• _Extract_:
** Start **
Skip to main content

SQL 101 - Personal Notes

Table of Contents

  1. SQL Basics
  2. Tables
  3. Constraints
  4. CRUD Operations
  5. Query Structuring
  6. Functions
  7. Subqueries
  8. Normalization
  9. Joins
  10. Indexes

SQL Basics

SQL = Structured Query Language. Programming language to manage relational databases. Does creating, updating, reading, and deleting records.

Schema

A database schema describes how data is organized. Includes data types, table names, field names, constraints, and relationships between entities.

Relational Database

Stores data so it can be easily related to other data. Example: an employee can have many projects. There's a relationship between employee and their projects.

In a relational database:

  1. Data is stored in "tables"
  2. Each table has "columns" or "fields"
  3. Each row is called a "record"
  4. Each record has a unique id called the primary key

SQL Language Types

DDL (Data Definition Language)

  • CREATE, DROP, ALTER, RENAME, TRUNCATE, COMMENT

DML (Data Manipulation Language)
** End **
• _Collected material_:
** Start **
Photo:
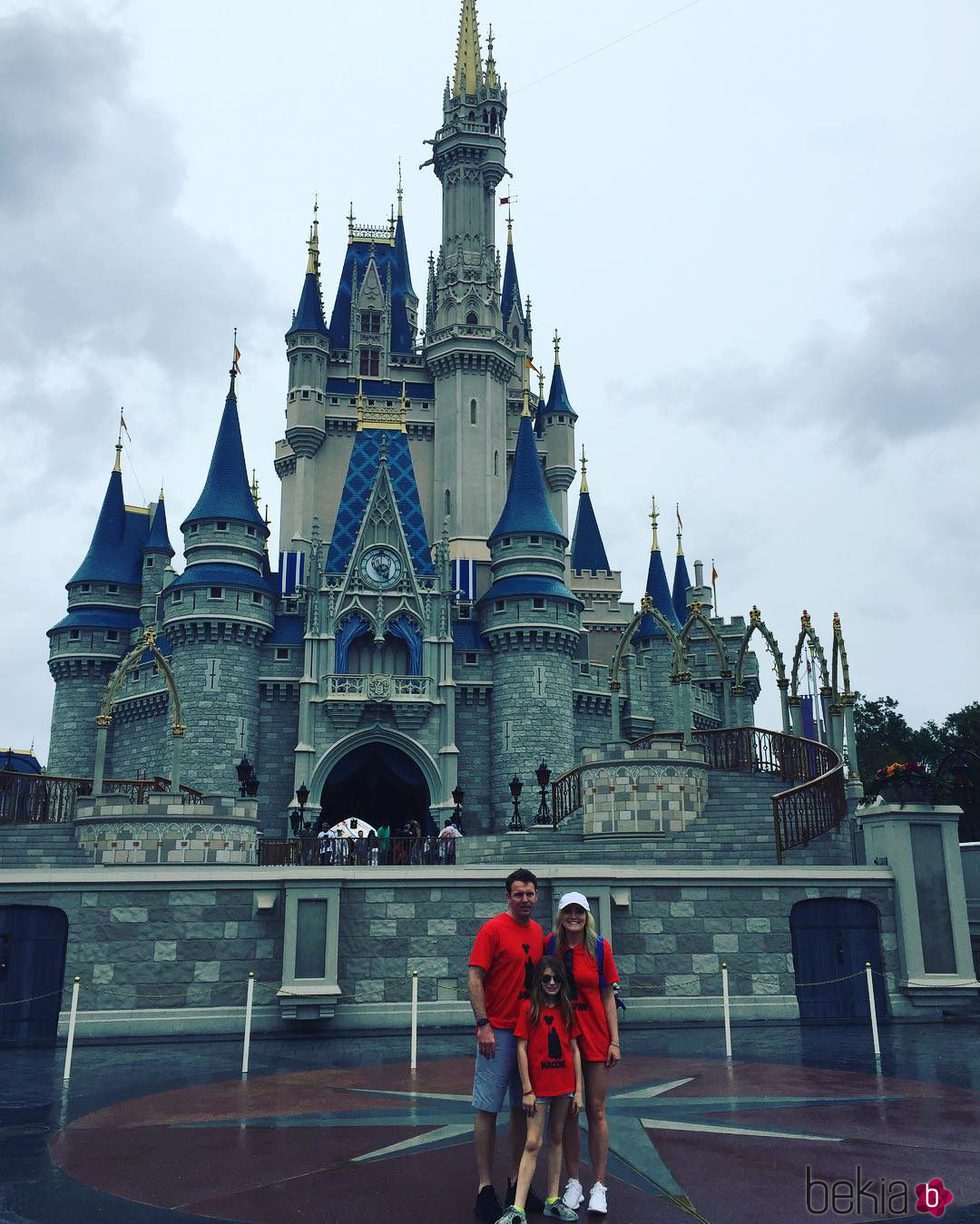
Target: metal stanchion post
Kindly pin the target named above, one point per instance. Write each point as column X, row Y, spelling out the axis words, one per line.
** End **
• _Directive 1_:
Which commands do the SQL notes list under DDL (Data Definition Language)?
• _Directive 2_:
Answer these questions from the SQL notes:
(a) What does SQL stand for?
(b) What is each row in a relational database table called?
(c) What example of a relationship between entities do the notes give?
• _Directive 3_:
Pick up the SQL notes after the "DML (Data Manipulation Language)" heading and keep writing them.
The listing has no connection to the SQL notes.

• _Written response 1_:
CREATE, DROP, ALTER, RENAME, TRUNCATE, COMMENT

• _Written response 2_:
(a) Structured Query Language
(b) A record
(c) An employee can have many projects, so there is a relationship between an employee and their projects.

• _Written response 3_:
  • INSERT, UPDATE, DELETE, LOCK, CALL, EXPLAIN PLAN

DCL (Data Control Language)

  • GRANT, REVOKE

DQL (Data Query Language)

  • SELECT, FROM, WHERE, GROUP BY, ORDER BY, HAVING, DISTINCT, LIMIT, JOIN, UNION

TCL (Transaction Control Language)

  • BEGIN TRANSACTION, COMMIT, ROLLBACK, SAVEPOINT

Databases that use SQL

MySQL, PostgreSQL, SQLite, Oracle

Basic SELECT Statement

-- Select single column
SELECT id FROM employees;

-- Select multiple columns
SELECT id, name FROM employees;

-- Select all columns (* = wildcard)
SELECT * FROM employees;

-- Select with condition
SELECT name FROM employees WHERE age > 26;

Tables

Database Operations

-- Show all databases
SHOW DATABASES;

-- Create database
CREATE DATABASE company_db;

-- Delete database
DROP DATABASE company_db;

-- Use specific database
USE company_db;

Creating Tables

CREATE TABLE employees (
id INT,
name VARCHAR(50),
age INT,
is_manager BOOLEAN,
salary DECIMAL(10,2)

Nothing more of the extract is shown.